— EXERCISE AIM —
Copy the records exactly, every one of them.

[Source records]

==================================================

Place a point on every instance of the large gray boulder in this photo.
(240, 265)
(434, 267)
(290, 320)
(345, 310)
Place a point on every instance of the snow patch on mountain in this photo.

==================================================

— RESPONSE BELOW —
Place a point on every instance of the large gray boulder in this photo.
(240, 265)
(434, 267)
(290, 320)
(345, 310)
Place a point on every instance of the snow patch on mountain in this photo.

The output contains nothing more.